Supplied material –
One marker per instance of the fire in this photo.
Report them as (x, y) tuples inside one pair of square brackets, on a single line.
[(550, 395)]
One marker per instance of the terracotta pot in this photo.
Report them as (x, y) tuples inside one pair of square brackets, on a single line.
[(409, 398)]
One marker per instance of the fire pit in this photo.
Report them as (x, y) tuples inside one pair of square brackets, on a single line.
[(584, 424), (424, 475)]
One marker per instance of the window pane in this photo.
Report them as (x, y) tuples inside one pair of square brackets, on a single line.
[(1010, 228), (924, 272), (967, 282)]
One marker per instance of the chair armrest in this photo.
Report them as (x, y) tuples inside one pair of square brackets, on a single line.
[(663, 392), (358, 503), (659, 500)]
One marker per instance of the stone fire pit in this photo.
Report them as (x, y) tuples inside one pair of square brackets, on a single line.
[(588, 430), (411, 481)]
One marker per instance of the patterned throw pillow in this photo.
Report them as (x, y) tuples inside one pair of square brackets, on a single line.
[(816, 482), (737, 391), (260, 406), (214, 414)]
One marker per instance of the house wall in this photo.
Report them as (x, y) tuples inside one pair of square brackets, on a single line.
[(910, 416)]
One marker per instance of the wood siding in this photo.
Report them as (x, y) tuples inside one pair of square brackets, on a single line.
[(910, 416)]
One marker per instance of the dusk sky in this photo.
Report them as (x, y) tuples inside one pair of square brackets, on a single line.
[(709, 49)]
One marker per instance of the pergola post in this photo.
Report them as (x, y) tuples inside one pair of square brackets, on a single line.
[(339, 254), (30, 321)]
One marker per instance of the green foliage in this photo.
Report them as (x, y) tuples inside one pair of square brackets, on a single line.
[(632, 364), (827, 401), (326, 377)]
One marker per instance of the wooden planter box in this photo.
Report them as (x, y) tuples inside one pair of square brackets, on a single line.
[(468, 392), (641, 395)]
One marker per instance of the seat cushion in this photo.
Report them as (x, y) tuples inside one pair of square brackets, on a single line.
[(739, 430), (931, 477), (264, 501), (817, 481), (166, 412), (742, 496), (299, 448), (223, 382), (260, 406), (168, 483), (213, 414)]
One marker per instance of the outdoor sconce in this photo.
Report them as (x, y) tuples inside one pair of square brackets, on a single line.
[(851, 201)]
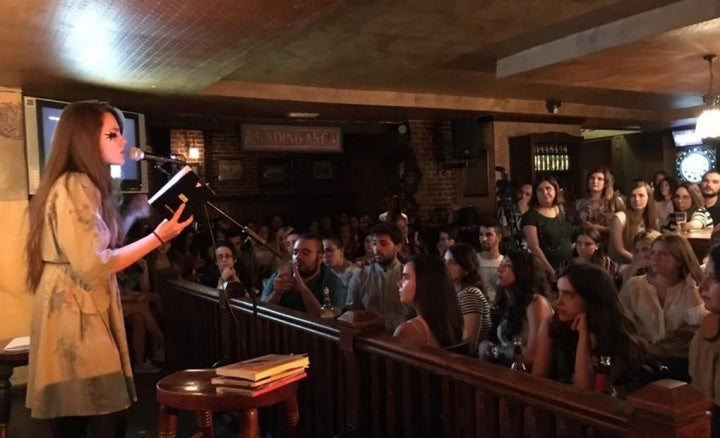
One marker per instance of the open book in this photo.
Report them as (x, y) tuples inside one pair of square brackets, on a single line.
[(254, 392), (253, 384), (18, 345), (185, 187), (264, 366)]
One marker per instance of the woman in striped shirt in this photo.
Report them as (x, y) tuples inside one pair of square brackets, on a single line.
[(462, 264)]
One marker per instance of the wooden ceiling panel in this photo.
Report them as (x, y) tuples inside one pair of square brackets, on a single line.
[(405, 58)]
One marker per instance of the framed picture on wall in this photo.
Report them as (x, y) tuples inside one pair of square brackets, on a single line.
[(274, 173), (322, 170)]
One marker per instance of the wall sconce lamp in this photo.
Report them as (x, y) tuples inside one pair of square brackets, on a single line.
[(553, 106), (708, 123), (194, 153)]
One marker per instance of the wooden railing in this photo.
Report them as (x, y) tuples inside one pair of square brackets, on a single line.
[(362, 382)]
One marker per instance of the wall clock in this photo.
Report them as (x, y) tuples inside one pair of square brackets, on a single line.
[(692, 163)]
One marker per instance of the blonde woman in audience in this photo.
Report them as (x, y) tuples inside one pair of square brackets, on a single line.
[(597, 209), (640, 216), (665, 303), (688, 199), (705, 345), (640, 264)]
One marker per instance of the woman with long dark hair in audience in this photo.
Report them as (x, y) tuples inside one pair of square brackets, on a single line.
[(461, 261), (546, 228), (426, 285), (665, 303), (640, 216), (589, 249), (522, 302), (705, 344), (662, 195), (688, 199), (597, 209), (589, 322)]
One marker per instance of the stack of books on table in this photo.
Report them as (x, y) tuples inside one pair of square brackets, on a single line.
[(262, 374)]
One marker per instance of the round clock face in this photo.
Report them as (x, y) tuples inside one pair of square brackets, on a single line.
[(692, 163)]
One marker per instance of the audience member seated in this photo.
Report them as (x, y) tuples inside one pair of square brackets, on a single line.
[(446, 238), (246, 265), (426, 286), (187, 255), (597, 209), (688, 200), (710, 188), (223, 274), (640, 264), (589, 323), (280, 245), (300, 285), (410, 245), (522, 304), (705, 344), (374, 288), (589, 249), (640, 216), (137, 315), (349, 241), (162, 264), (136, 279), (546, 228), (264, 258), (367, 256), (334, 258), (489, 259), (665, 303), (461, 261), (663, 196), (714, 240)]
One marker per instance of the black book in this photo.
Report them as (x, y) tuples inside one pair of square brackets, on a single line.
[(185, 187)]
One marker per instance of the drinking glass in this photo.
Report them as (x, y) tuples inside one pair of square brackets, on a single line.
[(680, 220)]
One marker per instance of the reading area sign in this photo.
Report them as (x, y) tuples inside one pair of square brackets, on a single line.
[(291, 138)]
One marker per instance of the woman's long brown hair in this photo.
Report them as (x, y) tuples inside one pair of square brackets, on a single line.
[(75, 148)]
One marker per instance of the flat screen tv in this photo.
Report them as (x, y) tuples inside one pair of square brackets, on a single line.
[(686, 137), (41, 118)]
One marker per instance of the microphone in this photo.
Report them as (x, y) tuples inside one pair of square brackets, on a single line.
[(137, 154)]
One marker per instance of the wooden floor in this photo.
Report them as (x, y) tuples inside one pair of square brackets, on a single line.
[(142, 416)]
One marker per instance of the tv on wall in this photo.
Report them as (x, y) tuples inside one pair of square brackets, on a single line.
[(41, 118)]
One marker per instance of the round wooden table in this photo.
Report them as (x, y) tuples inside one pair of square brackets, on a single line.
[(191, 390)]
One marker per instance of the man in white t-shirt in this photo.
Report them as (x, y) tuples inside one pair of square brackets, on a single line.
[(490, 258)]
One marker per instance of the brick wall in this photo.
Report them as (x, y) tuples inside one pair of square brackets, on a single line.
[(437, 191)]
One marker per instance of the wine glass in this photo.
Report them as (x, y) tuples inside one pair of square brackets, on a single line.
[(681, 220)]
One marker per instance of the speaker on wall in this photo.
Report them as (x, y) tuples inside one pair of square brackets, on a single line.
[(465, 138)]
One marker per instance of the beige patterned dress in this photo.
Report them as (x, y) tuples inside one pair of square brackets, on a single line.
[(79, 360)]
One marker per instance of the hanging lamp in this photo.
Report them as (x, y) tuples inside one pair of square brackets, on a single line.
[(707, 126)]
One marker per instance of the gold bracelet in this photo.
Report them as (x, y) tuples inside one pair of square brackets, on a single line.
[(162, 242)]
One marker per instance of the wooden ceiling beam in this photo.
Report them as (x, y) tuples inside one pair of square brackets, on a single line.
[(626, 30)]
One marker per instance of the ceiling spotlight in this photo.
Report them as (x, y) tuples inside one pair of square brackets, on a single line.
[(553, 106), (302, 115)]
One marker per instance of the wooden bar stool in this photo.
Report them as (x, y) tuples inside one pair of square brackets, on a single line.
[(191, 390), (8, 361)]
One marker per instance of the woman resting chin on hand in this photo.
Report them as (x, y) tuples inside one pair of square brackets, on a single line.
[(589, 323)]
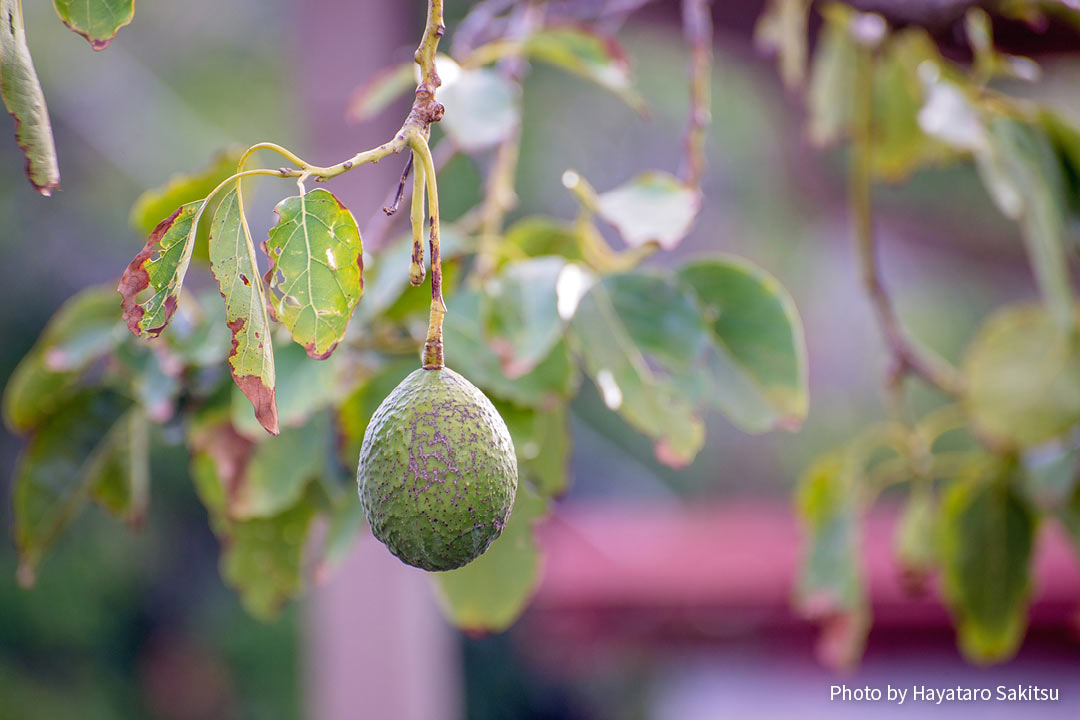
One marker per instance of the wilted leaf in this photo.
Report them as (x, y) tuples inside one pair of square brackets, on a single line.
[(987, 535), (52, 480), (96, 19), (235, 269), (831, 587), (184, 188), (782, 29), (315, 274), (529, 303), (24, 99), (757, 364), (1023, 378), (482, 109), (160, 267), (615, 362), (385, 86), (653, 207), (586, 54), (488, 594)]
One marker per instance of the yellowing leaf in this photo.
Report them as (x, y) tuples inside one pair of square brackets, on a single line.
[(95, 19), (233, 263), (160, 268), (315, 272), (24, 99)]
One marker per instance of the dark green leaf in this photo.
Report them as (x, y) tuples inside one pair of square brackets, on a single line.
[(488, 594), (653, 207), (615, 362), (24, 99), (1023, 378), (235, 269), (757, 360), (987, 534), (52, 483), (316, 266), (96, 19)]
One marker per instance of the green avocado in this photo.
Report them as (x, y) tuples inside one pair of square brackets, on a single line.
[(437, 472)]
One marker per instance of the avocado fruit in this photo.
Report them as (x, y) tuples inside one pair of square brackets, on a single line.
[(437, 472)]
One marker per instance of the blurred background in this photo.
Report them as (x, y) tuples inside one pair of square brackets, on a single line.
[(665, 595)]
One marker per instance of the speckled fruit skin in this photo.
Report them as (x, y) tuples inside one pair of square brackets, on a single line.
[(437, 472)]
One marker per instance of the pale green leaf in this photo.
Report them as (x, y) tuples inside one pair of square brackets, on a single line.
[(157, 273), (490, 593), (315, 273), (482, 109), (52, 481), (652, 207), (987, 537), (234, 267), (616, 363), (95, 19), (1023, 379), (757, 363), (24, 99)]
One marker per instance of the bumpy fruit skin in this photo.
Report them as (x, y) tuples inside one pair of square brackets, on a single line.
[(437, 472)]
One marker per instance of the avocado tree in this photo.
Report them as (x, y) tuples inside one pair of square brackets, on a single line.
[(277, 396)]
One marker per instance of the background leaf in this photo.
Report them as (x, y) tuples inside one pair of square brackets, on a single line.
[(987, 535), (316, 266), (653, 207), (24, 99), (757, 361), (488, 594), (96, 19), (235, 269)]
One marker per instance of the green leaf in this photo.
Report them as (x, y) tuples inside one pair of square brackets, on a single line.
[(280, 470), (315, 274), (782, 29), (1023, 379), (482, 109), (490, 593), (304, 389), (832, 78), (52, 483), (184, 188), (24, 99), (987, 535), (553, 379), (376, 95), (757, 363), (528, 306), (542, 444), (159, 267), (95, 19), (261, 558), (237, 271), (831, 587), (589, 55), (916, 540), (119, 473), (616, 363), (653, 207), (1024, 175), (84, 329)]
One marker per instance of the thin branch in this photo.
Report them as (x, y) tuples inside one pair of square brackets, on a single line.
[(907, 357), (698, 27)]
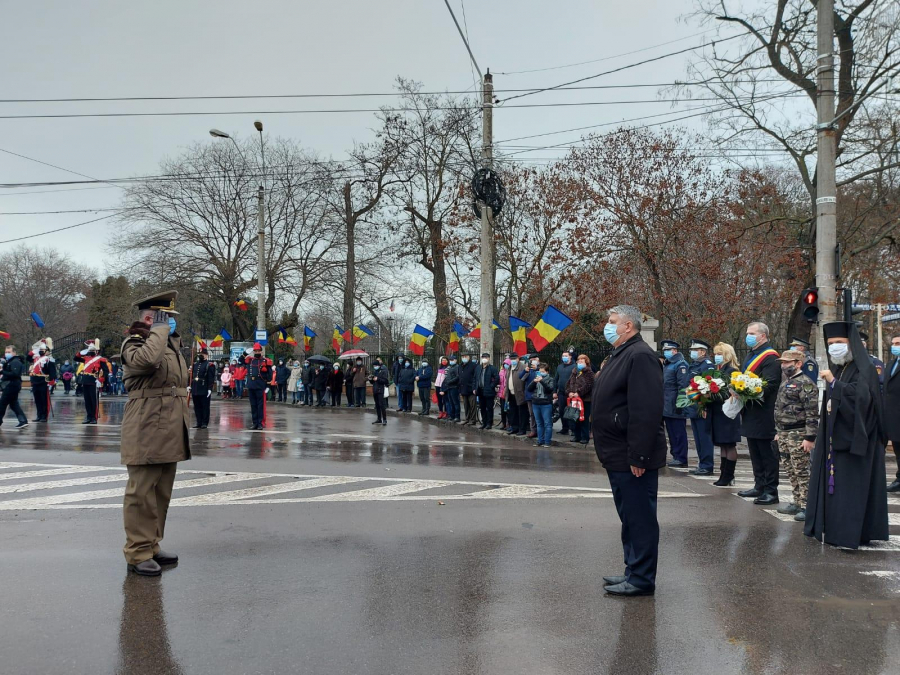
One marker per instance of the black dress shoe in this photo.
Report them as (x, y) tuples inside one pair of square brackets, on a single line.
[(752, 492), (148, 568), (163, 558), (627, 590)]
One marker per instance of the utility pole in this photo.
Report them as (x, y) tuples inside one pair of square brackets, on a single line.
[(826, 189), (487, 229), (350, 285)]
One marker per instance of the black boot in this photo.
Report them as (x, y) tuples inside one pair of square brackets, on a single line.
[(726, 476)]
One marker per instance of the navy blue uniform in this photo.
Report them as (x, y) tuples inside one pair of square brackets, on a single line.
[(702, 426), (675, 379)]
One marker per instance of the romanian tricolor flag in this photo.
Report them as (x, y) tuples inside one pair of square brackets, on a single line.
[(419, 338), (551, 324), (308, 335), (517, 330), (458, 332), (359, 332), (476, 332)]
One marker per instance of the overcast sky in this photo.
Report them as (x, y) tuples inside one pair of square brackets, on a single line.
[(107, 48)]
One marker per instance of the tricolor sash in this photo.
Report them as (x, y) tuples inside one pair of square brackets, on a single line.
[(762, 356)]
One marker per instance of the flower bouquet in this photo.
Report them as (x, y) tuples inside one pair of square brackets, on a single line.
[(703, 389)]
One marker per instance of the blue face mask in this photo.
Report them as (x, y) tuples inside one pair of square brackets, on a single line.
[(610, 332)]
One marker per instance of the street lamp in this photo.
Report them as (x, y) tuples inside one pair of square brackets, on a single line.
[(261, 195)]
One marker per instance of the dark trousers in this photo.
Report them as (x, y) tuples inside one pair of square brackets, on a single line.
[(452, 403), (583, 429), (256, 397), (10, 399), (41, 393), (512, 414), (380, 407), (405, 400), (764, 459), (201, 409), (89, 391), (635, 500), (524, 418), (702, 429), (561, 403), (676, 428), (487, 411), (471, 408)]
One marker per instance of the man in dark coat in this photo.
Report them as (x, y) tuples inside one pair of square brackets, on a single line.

Exercise – Please give the number of lines above that contain the string "background", and nothing more.

Answer box – 2